TASK A.
Answer each question from the post, one line per answer, marked (i), (ii), (iii):
(i) In which city was the Biointerface 2012 meeting held?
(ii) Which restaurant does the post recommend in that city?
(iii) Which tool was demonstrated during the lab tour at UCD?
TASK B.
List every web address that appears in the post.
TASK C.
Reproduce the post from "12. December 2012" up to and including "10 pm table.)".

[SOURCE EXTRACT — start]

12. December 2012   1:47 am
Mikki Larner

Mikki Larner
Belmont, CA

The last few months have been a whirlwind of conferences, speaking engagements, trade shows, customer visits, lots of meetings, a few visits to our North American headquarters (Chi town), Canadian offices, the mother ship (Germany), and a sprinkling of board meetings.

One of the highlights was attending the Biointerface 2012 meeting in Dublin. http://www.surfaces.org/

(Oh, when in Dublin, I highly recommend dining at the Winding Stair for delicious tastes of fresh unadulterated seafood  http://winding-stair.com/.  MAKE A RESERVATION or be prepared with a warm coat as you walk around waiting for your 10 pm table.)

The folks at UCD and Surfaces.org pulled together an excellent forum with a tremendous focus on use of plasma for “medicine” and let us in to the labs at UCD for a tour to include a demonstration of our Openair tool. http://www.ucd.ie/surfaces/facilities.htm

I have pages and pages of notes from the meetings and want to share a few stand out quotes and notes relevant to our technology:

“Interface influences failures”

[SOURCE EXTRACT — finish]
[EXTRACTED INFORMATION — start]

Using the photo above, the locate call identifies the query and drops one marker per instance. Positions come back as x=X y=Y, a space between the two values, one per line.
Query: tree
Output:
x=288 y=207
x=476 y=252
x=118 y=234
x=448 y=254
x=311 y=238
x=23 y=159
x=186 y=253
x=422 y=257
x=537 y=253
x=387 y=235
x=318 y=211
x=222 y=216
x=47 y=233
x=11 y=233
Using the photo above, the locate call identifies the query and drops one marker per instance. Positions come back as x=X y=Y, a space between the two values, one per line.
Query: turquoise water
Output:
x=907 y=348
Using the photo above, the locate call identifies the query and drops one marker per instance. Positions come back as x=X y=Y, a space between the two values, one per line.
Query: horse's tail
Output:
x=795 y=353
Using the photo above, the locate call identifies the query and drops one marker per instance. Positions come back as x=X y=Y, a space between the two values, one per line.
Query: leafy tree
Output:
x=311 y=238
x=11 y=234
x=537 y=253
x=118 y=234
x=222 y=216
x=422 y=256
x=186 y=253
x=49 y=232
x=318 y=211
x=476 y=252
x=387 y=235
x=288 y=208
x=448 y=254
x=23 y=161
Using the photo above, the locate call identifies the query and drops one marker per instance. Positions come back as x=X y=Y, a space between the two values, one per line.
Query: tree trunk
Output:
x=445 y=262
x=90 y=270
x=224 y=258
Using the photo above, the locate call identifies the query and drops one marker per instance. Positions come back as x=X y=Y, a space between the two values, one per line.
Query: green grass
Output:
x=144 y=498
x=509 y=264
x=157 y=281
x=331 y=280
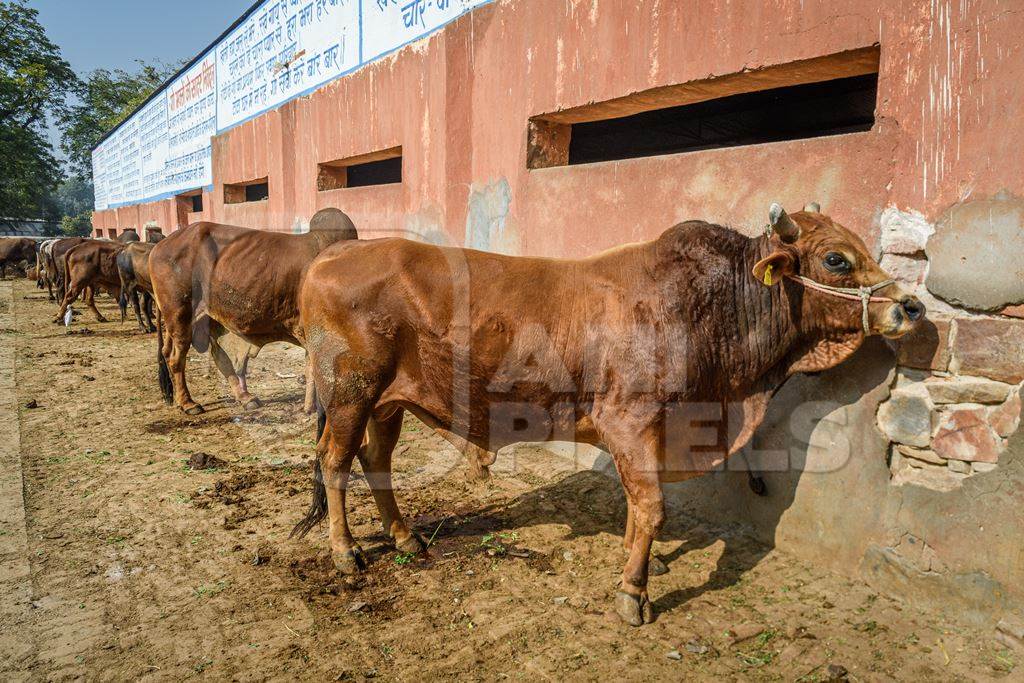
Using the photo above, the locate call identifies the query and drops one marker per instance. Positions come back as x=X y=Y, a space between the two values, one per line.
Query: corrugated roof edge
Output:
x=163 y=86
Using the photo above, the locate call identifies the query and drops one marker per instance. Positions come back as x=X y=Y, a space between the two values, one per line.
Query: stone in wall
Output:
x=1006 y=419
x=936 y=442
x=976 y=252
x=906 y=417
x=966 y=390
x=954 y=401
x=903 y=232
x=965 y=434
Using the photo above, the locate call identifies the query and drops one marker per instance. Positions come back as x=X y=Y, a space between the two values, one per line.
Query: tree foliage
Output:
x=107 y=97
x=34 y=80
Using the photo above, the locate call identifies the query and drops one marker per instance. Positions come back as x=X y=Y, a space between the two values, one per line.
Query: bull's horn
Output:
x=782 y=225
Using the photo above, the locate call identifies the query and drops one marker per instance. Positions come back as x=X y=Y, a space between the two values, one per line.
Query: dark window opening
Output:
x=377 y=168
x=257 y=190
x=812 y=110
x=381 y=172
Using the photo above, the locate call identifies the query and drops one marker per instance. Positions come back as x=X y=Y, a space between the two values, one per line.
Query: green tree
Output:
x=105 y=99
x=34 y=80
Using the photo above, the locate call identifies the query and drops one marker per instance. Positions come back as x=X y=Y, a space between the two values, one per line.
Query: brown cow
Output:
x=15 y=250
x=133 y=268
x=231 y=290
x=55 y=261
x=615 y=350
x=43 y=273
x=89 y=266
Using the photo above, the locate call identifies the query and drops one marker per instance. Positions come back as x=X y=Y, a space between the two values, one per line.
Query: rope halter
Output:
x=862 y=294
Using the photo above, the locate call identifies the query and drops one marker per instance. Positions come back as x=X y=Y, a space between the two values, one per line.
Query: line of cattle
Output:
x=491 y=349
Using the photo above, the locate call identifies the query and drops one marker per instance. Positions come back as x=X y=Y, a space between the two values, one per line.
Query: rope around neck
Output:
x=862 y=294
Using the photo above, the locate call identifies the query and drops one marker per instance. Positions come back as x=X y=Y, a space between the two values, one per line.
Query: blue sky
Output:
x=112 y=34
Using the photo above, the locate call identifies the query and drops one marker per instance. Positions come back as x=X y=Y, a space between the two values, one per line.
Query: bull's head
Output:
x=845 y=290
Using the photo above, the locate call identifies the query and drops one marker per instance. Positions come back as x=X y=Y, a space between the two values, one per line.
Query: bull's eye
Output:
x=837 y=262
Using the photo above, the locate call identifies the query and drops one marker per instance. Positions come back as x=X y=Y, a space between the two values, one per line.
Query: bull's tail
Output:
x=317 y=508
x=163 y=372
x=39 y=269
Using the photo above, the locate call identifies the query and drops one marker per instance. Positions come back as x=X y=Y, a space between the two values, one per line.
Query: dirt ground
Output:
x=139 y=567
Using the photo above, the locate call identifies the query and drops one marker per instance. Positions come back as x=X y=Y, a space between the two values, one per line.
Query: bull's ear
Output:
x=772 y=268
x=782 y=225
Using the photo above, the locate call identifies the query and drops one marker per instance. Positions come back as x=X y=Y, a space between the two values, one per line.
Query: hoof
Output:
x=758 y=485
x=655 y=567
x=349 y=562
x=634 y=609
x=414 y=545
x=477 y=472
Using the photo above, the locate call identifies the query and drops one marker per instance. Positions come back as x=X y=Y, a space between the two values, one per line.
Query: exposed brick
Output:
x=927 y=347
x=990 y=347
x=1006 y=419
x=1014 y=311
x=920 y=455
x=958 y=466
x=966 y=435
x=967 y=390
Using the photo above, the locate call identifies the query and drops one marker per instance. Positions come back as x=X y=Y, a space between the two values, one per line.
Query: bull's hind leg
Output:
x=70 y=297
x=174 y=349
x=147 y=311
x=235 y=378
x=376 y=461
x=90 y=298
x=341 y=441
x=638 y=466
x=655 y=566
x=309 y=403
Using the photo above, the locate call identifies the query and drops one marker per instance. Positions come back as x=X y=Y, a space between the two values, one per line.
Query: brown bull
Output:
x=133 y=268
x=15 y=250
x=90 y=266
x=55 y=262
x=626 y=350
x=232 y=290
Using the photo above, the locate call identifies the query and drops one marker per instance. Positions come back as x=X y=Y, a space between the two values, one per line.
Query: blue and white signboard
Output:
x=388 y=25
x=192 y=123
x=282 y=50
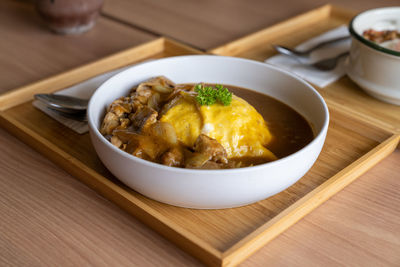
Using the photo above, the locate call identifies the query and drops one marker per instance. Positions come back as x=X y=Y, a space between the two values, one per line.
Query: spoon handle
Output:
x=325 y=43
x=63 y=101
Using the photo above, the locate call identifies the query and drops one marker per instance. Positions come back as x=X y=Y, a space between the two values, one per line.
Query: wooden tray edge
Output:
x=165 y=227
x=251 y=40
x=141 y=211
x=268 y=231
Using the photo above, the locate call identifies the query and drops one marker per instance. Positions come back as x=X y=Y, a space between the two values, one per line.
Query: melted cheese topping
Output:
x=239 y=128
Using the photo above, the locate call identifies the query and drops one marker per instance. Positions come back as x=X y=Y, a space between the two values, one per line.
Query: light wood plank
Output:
x=50 y=218
x=207 y=24
x=360 y=226
x=31 y=52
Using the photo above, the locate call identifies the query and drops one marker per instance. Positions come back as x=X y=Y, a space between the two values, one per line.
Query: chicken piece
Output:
x=196 y=160
x=116 y=141
x=110 y=122
x=143 y=118
x=142 y=146
x=211 y=165
x=116 y=115
x=173 y=157
x=143 y=96
x=159 y=84
x=210 y=147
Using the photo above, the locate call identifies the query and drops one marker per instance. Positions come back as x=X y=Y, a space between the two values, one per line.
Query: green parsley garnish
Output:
x=208 y=95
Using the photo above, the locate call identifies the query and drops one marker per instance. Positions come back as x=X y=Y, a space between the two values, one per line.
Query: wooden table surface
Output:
x=48 y=218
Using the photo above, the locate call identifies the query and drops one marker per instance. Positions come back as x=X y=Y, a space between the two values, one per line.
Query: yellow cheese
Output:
x=239 y=128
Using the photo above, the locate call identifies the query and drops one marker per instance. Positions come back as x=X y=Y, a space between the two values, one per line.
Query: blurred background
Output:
x=30 y=51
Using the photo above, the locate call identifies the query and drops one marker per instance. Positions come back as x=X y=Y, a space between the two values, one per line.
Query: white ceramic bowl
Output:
x=374 y=68
x=211 y=189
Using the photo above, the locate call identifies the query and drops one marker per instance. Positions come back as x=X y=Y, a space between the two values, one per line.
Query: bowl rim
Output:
x=318 y=138
x=369 y=43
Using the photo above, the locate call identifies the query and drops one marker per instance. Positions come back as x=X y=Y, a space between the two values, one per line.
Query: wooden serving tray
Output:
x=343 y=94
x=217 y=237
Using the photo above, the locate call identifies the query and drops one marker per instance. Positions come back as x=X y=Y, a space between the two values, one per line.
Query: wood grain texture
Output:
x=208 y=234
x=48 y=218
x=357 y=227
x=343 y=94
x=206 y=24
x=31 y=52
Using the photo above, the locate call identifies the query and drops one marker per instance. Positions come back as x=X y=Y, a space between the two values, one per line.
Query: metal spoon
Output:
x=78 y=116
x=294 y=52
x=63 y=103
x=328 y=63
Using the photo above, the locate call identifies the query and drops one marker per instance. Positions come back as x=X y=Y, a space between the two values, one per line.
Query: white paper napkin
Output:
x=82 y=90
x=317 y=77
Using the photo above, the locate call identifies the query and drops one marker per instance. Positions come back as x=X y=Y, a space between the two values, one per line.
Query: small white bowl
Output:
x=211 y=189
x=375 y=68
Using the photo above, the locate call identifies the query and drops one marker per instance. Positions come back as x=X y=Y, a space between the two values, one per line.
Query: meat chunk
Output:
x=116 y=115
x=143 y=118
x=210 y=147
x=159 y=84
x=116 y=141
x=110 y=122
x=173 y=157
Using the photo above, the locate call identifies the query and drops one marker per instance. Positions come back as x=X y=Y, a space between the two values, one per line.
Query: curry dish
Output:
x=199 y=126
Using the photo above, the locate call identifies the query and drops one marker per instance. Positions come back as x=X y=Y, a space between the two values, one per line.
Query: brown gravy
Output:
x=132 y=124
x=291 y=130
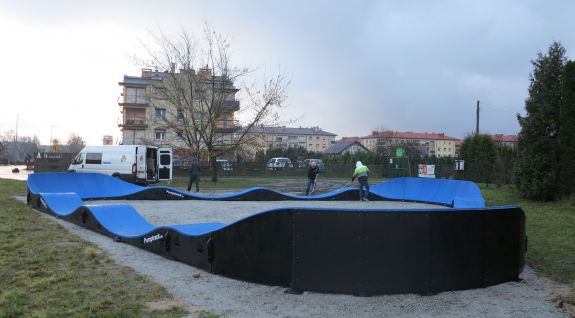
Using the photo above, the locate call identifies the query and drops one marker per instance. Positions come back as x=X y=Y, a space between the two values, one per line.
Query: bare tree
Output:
x=193 y=92
x=75 y=143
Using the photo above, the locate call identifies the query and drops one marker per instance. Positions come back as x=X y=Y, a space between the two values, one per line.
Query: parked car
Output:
x=226 y=165
x=140 y=164
x=278 y=163
x=318 y=162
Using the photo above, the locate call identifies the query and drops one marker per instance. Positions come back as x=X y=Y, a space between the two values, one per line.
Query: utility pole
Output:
x=477 y=120
x=16 y=138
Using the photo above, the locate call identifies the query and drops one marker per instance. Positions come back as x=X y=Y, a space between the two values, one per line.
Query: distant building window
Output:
x=161 y=92
x=135 y=95
x=160 y=113
x=160 y=135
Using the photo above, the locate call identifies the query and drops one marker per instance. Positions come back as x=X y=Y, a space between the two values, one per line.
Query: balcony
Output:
x=231 y=105
x=133 y=124
x=227 y=126
x=133 y=104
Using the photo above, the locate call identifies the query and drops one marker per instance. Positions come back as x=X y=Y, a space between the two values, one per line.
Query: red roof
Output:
x=409 y=135
x=350 y=139
x=504 y=138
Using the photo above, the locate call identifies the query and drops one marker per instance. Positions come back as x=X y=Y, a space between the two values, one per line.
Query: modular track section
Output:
x=361 y=252
x=93 y=186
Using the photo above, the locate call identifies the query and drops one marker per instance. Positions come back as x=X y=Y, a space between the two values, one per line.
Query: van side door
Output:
x=165 y=164
x=141 y=162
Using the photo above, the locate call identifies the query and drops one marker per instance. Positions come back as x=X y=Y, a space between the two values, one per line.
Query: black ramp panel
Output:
x=399 y=252
x=457 y=250
x=191 y=250
x=256 y=249
x=329 y=251
x=504 y=242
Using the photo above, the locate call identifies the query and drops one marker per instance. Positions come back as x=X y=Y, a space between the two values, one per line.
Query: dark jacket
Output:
x=195 y=167
x=312 y=172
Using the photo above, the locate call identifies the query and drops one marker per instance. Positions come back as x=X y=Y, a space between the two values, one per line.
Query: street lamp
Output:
x=51 y=129
x=16 y=138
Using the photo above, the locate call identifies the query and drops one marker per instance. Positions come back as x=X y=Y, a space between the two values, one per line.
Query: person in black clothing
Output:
x=312 y=173
x=194 y=174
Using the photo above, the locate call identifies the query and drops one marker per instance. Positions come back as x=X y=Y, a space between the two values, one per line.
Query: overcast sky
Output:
x=354 y=66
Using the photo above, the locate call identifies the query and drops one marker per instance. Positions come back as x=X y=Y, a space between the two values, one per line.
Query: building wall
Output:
x=141 y=104
x=430 y=147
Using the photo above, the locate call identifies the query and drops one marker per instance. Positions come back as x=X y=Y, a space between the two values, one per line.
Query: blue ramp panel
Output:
x=360 y=252
x=91 y=186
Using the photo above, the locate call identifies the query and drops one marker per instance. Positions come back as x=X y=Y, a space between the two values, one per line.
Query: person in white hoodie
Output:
x=361 y=172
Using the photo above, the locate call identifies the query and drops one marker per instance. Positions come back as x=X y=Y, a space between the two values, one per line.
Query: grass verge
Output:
x=48 y=272
x=550 y=228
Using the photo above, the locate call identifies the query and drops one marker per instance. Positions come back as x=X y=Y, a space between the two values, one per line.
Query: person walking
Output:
x=194 y=174
x=312 y=173
x=361 y=172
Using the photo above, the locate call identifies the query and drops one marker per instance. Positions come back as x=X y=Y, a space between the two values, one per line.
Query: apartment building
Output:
x=312 y=139
x=345 y=146
x=505 y=140
x=430 y=144
x=152 y=109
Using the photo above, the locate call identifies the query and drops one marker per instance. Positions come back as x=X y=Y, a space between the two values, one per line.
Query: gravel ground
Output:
x=233 y=298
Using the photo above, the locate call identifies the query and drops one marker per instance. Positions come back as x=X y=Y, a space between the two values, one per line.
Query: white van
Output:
x=133 y=163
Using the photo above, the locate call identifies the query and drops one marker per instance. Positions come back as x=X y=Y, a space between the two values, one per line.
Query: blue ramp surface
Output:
x=409 y=251
x=453 y=193
x=85 y=185
x=460 y=194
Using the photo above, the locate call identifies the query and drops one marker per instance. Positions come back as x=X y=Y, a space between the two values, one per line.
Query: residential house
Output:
x=312 y=139
x=430 y=144
x=344 y=146
x=505 y=140
x=151 y=113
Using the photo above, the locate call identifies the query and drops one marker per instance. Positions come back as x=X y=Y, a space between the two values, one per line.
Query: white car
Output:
x=279 y=163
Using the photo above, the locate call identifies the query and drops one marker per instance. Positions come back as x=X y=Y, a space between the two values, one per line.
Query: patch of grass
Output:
x=550 y=228
x=48 y=272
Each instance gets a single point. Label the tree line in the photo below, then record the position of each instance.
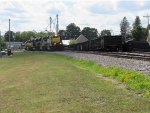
(72, 31)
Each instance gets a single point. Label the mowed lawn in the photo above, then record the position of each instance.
(40, 82)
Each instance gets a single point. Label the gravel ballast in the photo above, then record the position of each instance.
(137, 65)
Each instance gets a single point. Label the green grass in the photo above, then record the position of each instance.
(133, 80)
(39, 82)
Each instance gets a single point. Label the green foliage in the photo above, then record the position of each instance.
(2, 43)
(90, 33)
(72, 41)
(72, 31)
(105, 33)
(6, 36)
(137, 22)
(125, 28)
(132, 79)
(138, 32)
(44, 82)
(62, 34)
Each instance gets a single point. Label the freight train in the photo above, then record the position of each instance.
(105, 43)
(44, 44)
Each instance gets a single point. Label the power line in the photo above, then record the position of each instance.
(147, 16)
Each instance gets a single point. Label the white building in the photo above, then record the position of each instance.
(15, 45)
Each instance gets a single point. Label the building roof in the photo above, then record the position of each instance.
(81, 39)
(148, 38)
(65, 42)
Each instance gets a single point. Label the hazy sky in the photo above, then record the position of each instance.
(101, 14)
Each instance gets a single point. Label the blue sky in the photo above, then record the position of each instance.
(101, 14)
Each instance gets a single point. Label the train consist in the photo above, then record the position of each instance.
(44, 44)
(105, 43)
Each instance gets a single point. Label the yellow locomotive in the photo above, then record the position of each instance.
(47, 43)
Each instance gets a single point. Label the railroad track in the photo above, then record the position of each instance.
(129, 55)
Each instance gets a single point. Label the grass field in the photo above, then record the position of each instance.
(39, 82)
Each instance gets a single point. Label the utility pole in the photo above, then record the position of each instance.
(50, 24)
(147, 16)
(57, 25)
(9, 33)
(0, 40)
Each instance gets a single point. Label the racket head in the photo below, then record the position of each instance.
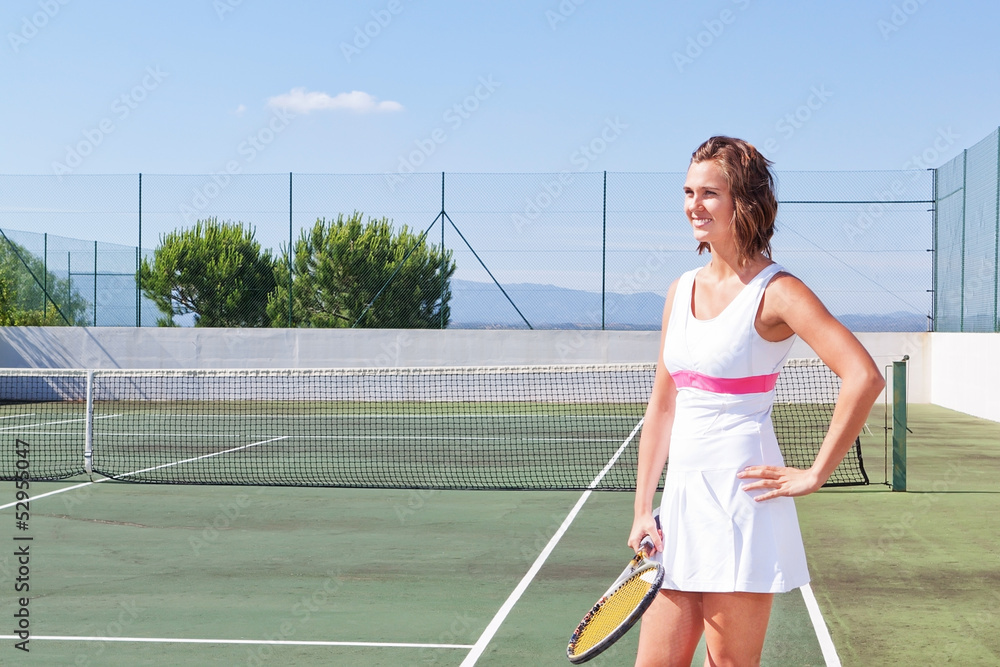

[EXTRACTED INFORMATION — finish]

SOLUTION A.
(i) Dublin
(ii) The Winding Stair
(iii) The Openair tool

SOLUTION B.
http://www.surfaces.org/
http://winding-stair.com/
http://www.ucd.ie/surfaces/facilities.htm

SOLUTION C.
12. December 2012   1:47 am
Mikki Larner

Mikki Larner
Belmont, CA

The last few months have been a whirlwind of conferences, speaking engagements, trade shows, customer visits, lots of meetings, a few visits to our North American headquarters (Chi town), Canadian offices, the mother ship (Germany), and a sprinkling of board meetings.

One of the highlights was attending the Biointerface 2012 meeting in Dublin. http://www.surfaces.org/

(Oh, when in Dublin, I highly recommend dining at the Winding Stair for delicious tastes of fresh unadulterated seafood  http://winding-stair.com/.  MAKE A RESERVATION or be prepared with a warm coat as you walk around waiting for your 10 pm table.)